A quantidade de CO2 na atmosfera era de 280 ppm (partes por milhão) até a Revolução Industrial. De lá para cá, subiu para 380 ppm. Os cientistas acreditam que quando cruzarmos a barreira 550 ppm o aquecimento será crítico. Mas a conta para ficar abaixo desse nível é alta. Ao longo deste século, estima-se que sejam necessários 200 bilhões de dólares por ano para manter a concentração de gases do efeito estufa em níveis toleráveis.

No meio disso tudo, um grupo de oito economistas, entre eles os prêmios Nobel Robert Fogel, Douglas North, Thomas Schelling e Vernon Smith, se reuniu em Copenhague em 2004 e concluiu que mitigar o efeito estufa não é uma das mais altas prioridades para a humanidade. Apesar do prestígio do grupo, não precisa dizer que choveu crítica de todo lado. Os ânimos ficaram ainda mais quentes porque a reunião foi organizada por Bjorn Lomborg, contundente crítico do movimento ambientalista.

O encontro foi chamado de Consenso de Copenhague e teve como ponto de partida as metas do milênio da ONU. Em 2004, o total da ajuda internacional gasto para alcançá-las foi de US$ 57 bilhões. Mas o Banco Mundial avaliou que seriam necessários outros US$ 40 a US$ 70 bilhões.

O exercício do grupo de Copenhague foi usar a análise de custo-benefício para decidir como alocar US$ 50 bilhões extras em dez categorias nevrálgicas para o mundo. Entre elas, fome, desnutrição, doenças transmissíveis, educação, saneamento e, claro, mudança climática. Foram apresentadas na reunião 32 propostas concretas para as dez categorias. Ao final, os participantes produziram um ranking das 17 propostas mais importantes. As demais foram consideradas inclusivas.
---
Tarefa solicitada: Quais ganhadores do prêmio Nobel são citados pelo nome no trecho sobre o Consenso de Copenhague?

Dados de entrada:
---
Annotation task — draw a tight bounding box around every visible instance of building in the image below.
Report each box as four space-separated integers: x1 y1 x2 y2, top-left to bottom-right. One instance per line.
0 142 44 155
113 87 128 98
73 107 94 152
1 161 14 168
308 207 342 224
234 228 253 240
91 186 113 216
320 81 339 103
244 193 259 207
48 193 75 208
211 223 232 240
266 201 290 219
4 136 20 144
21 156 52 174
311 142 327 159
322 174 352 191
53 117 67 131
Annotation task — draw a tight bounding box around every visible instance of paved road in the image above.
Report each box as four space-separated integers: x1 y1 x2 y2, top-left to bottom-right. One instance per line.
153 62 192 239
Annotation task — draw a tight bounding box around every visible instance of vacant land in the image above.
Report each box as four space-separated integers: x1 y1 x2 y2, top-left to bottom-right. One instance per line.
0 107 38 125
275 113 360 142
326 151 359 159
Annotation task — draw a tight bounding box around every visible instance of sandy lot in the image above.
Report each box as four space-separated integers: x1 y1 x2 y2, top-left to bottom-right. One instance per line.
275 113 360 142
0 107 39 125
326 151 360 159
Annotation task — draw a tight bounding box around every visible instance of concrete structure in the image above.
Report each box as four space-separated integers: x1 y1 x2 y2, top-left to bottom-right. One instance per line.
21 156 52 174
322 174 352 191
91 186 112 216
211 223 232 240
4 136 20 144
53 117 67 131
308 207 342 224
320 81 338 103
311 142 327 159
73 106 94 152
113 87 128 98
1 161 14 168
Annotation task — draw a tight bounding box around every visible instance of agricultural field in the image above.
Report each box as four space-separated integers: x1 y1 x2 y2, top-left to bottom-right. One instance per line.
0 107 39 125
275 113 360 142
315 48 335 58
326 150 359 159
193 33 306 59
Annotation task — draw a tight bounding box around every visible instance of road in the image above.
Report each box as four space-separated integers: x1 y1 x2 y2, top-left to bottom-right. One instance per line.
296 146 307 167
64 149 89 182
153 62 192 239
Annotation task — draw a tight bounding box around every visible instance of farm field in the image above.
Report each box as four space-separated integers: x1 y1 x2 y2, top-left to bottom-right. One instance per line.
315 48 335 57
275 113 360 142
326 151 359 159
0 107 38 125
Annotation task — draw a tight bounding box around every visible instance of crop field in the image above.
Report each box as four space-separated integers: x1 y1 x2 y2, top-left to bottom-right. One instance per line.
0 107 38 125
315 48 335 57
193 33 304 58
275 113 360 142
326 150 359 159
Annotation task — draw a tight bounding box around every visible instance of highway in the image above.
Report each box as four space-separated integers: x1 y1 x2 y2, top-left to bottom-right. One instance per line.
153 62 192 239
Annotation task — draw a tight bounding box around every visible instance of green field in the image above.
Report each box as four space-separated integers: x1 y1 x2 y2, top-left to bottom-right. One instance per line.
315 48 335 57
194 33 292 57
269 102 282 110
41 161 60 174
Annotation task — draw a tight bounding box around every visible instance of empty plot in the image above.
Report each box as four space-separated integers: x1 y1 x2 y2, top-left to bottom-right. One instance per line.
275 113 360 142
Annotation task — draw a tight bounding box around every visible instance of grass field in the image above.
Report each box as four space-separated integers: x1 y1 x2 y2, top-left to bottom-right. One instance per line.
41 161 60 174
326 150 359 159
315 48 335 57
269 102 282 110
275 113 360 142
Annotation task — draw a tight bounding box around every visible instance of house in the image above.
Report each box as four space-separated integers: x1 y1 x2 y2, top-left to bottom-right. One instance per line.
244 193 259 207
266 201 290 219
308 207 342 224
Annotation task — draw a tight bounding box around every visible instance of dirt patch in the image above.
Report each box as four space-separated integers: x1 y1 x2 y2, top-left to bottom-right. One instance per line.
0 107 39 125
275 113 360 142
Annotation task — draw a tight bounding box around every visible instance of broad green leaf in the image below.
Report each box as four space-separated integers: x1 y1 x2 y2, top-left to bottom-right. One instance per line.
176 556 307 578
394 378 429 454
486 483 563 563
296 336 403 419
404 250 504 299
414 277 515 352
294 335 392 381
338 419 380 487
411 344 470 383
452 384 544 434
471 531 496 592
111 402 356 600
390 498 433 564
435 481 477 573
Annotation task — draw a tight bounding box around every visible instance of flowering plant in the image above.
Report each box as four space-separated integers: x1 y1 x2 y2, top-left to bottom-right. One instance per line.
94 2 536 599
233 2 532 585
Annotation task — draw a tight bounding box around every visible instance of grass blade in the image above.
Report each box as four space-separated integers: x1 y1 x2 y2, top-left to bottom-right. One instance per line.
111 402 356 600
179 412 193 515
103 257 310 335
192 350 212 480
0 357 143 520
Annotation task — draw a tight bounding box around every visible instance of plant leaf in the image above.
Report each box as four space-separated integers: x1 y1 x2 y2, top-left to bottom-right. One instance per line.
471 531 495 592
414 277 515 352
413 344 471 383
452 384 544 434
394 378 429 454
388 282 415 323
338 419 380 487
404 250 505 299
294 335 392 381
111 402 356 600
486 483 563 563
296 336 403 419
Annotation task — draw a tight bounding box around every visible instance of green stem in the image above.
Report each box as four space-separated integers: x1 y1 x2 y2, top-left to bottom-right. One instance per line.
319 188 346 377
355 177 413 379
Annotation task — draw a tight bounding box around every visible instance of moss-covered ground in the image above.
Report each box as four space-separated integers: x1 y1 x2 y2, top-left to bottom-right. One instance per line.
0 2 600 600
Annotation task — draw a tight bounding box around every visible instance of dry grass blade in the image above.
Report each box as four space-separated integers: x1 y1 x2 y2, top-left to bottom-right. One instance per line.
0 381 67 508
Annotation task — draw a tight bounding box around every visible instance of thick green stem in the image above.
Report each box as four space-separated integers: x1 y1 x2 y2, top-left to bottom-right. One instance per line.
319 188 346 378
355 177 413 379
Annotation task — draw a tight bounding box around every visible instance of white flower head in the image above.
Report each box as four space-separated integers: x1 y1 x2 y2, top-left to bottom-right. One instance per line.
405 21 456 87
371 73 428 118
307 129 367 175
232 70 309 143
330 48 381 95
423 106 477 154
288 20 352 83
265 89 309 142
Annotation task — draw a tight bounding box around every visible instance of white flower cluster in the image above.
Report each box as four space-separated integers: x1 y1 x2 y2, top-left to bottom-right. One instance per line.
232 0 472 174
---
Resultado da tarefa: Robert Fogel, Douglas North, Thomas Schelling e Vernon Smith.